Tasks to perform:
1. According to the plot summary, what job does Rawlins hold before he is fired?
2. Condense the paragraph of the plot summary that begins "In his leisure time" into a shorter version that keeps its main facts.
3. Reproduce the part of the plot summary starting at "The story is" and ending at "monthly mortgage payment.".

##### Excerpted text #####

The story is set in the Watts area of Los Angeles in 1948. The hero, Easy Rawlins, immigrated to Los Angeles from an even rougher area in Houston. He saw extensive combat experience in WW II where he was fearsome in hand-to-hand combat and killed many German soldiers. Rawlins wants a peaceful, successful life. He completes his high school education and contemplates college. He gets a good job as a machinist in an aircraft production plant and saves enough money to buy a small house with a garden which he loves. Due to an altercation with his boss, Rawlins is fired and fears he will not be able to meet his monthly mortgage payment.
In his leisure time, Rawlins drinks at a small out-of-the way bar owned by an ex-boxer, Joppy. Joppy introduces Rawlins to a white man, DeWitt Albright of questionable business and connections. Albright offers to pay Rawlins for information about the location of a young white woman, Daphne Monet, who is known to frequent African American establishments in the Watts area.
With misgivings, Rawlins accepts the job and gradually realizes the trouble he has brought on himself. Finding Daphne brings Rawlins into a complex picture of murders, double-crosses and mysteries. Along the way, Rawlins is arrested and beaten by the Los Angeles police and nearly loses his life at the hands of several competing parties with their own reasons for finding Daphne. Several of Rawlins' friends are killed. In the process of the tale, Rawlins introduces a welter of sinister yet fascinating characters including Rawlins' violent friend "Mouse", Albright, and Daphne herself. The plot is tangled.

##### Record list #####

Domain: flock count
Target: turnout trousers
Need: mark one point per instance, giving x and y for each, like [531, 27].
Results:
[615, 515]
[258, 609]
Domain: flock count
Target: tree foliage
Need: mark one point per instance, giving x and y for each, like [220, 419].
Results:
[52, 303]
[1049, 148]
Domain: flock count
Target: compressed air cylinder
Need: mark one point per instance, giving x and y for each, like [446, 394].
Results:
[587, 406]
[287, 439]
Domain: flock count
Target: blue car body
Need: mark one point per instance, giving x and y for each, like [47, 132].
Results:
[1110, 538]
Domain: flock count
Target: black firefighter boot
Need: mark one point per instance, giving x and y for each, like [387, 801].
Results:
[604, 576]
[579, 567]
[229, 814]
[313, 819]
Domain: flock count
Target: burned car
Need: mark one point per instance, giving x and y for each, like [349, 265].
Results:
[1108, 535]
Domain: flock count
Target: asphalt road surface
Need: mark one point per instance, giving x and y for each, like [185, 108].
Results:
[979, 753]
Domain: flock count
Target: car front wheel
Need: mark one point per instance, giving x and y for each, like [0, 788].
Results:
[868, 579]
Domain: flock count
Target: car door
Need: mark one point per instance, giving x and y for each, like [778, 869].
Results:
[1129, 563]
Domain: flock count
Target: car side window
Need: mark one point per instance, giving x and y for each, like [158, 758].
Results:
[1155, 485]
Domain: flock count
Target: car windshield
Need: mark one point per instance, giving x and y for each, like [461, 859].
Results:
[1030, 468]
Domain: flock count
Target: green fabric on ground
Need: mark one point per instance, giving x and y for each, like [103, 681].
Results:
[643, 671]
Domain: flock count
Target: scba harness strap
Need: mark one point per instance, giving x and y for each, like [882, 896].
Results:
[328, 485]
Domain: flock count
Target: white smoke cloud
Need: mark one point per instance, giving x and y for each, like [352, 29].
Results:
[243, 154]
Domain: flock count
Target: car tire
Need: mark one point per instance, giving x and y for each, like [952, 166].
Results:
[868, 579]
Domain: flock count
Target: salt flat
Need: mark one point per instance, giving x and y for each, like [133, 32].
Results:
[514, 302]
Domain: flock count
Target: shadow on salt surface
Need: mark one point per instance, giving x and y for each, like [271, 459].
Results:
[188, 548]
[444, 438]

#####

Outputs:
1. He works as a machinist in an aircraft production plant.

2. Rawlins drinks at a small bar owned by Joppy, an ex-boxer, who introduces him to DeWitt Albright, a white man of questionable business and connections. Albright offers to pay Rawlins to find Daphne Monet, a young white woman known to frequent African American establishments in Watts.

3.
The story is set in the Watts area of Los Angeles in 1948. The hero, Easy Rawlins, immigrated to Los Angeles from an even rougher area in Houston. He saw extensive combat experience in WW II where he was fearsome in hand-to-hand combat and killed many German soldiers. Rawlins wants a peaceful, successful life. He completes his high school education and contemplates college. He gets a good job as a machinist in an aircraft production plant and saves enough money to buy a small house with a garden which he loves. Due to an altercation with his boss, Rawlins is fired and fears he will not be able to meet his monthly mortgage payment.